====== GIVEN PASSAGE ======

I had in mind meetings that would allow my networks of friends to meet and get to know one another so they could create direct relationships without my being an intermediary.

In practice, it worked out far better than I could possibly have anticipated! In fact, ever since the first meeting, we’ve been meeting every two weeks in an engaging and exciting discussion.


The forum soon decided it needed a name and so – and I swear I had no hand in this! – Giora’s Buddies was born.


Given the times we live in, we meet on Zoom, where all sorts of subjects come up, typically touching on a wide and varied range of management topics.

Discussions are led either by forum members or invited guests with expertise in their particular fields.


We’ve already touched on a number of subjects: We ‘tossed’ a startup onto hot charcoal (figuratively, not literally!) in order to take a look at its offering and focus; we heard from the experience of friends who had been responsible for managing crises, and then there was the participant who divulged the story behind the exit of a startup where he had been CMO (Chief Executive Officer). We’ve also discussed Design Thinking at length, and numerous other topics.


Each meeting stimulates open and fruitful debate. It’s a real pleasure.

So yes, I’ve got great buddies 😊

In mid-June, at the Forum’s sixth meetup, we had two special guests to talk about leadership:

Dr. Ravit Oren, the author of Leveraging Human Capital for Competitive Advantage, stressed that it is of utmost importance that employees actually experience their role as meaningful and valuable to the company.



When it comes to management and leadership, Ravit talks about seven ‘commando techniques’ that contribute to the bottom line:

  1. To constantly upgrade the team’s skills and capabilities: coaching sessions, manager and employee education, and so forth.

====== INFORMATION SUPPLIED ======

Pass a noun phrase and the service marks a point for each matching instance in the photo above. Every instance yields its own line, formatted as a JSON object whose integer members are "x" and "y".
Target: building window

======

**REQUIRED TASK 1**
Write out the part of the Giora's Buddies post that starts with "The forum soon" and goes on through "their particular fields.".
**REQUIRED TASK 2**
Pick up the Giora's Buddies post after its last sentence and keep it going.
The listing plays no part in this work.

**TASK RESPONSE 1**
The forum soon decided it needed a name and so – and I swear I had no hand in this! – Giora’s Buddies was born.


Given the times we live in, we meet on Zoom, where all sorts of subjects come up, typically touching on a wide and varied range of management topics.

Discussions are led either by forum members or invited guests with expertise in their particular fields.

**TASK RESPONSE 2**
  2. Managers need to verify that their employees actually sense the company’s vision in everyday activity and not only in banners and stickers on the company’s walls. The connection with the vision has to be so real and authentic that it would be on the tip of the tongue of every employee if you were to wake them up in the middle of the night.

  3. To demonstrate and behave from an attitude of positive energy and optimism, because good energy is contagious. 😊

  4. To create trust through transparency. One needs, of course, to exercise judgment and intelligence about the optimum level of transparency.

  5. Good leaders know how to make decisions courageously, even though they are not always popular – they don’t sit on the fence and fudge the issues.

  6. In taking risks, leaders stimulate inspiration since it allows employees to break through and stretch boundaries with which they are not familiar.

  7. Managers celebrate success: If something has been a success, it’s worthwhile, important, and recommended to celebrate it. To create visibility for these successes.


After hearing Ravit’s seven commando techniques, the participants proposed an eighth "commando technique" of their own:

Good leaders show their employees they care about them and love them.

Although unplanned, this eighth commando method connected directly to what Lior Gross, the second speaker at the meetup, had to say.



Lior heads Torus Group. He talked to us about transitioning from power leadership (alpha leadership) to powerful leadership (based on Torus energy or Torus leadership).


Lior researched the topic of leadership for quite some time. While doing so, he studied how companies like Google and Facebook work, and how their corporate executives identify the factors that lead to a winning team.



As an outcome of the research and an inner process Lior experienced, he came to realize that Torus management starts from within. Such a leader is authentic. Torus leaders realize they are not perfect and relinquish the need for pretense and the need to appear perfect.


Lior expands on this point and says that the opposite of concealment is agreement …

The leader’s agreement to allow, to reveal, and to truly let himself/herself be seen.


A key term in this style of leadership is to love and not to seek to be loved:

  1. Powerful leaders (having the Torus leadership style), have a deep acquaintance with their people.

  2. These leaders take care of their people.

  3. They have responsibility for their employees – responsibility for their success; responsibility to assist their employees develop and study.

  4. Leaders of this kind show respect towards the people who work with them. They never patronize them.

In general, Lior divides the types of strength that motivate people into two categories:

One is love; the other is fear.


Powerful leadership (Torus leadership) is the one that is powered by love.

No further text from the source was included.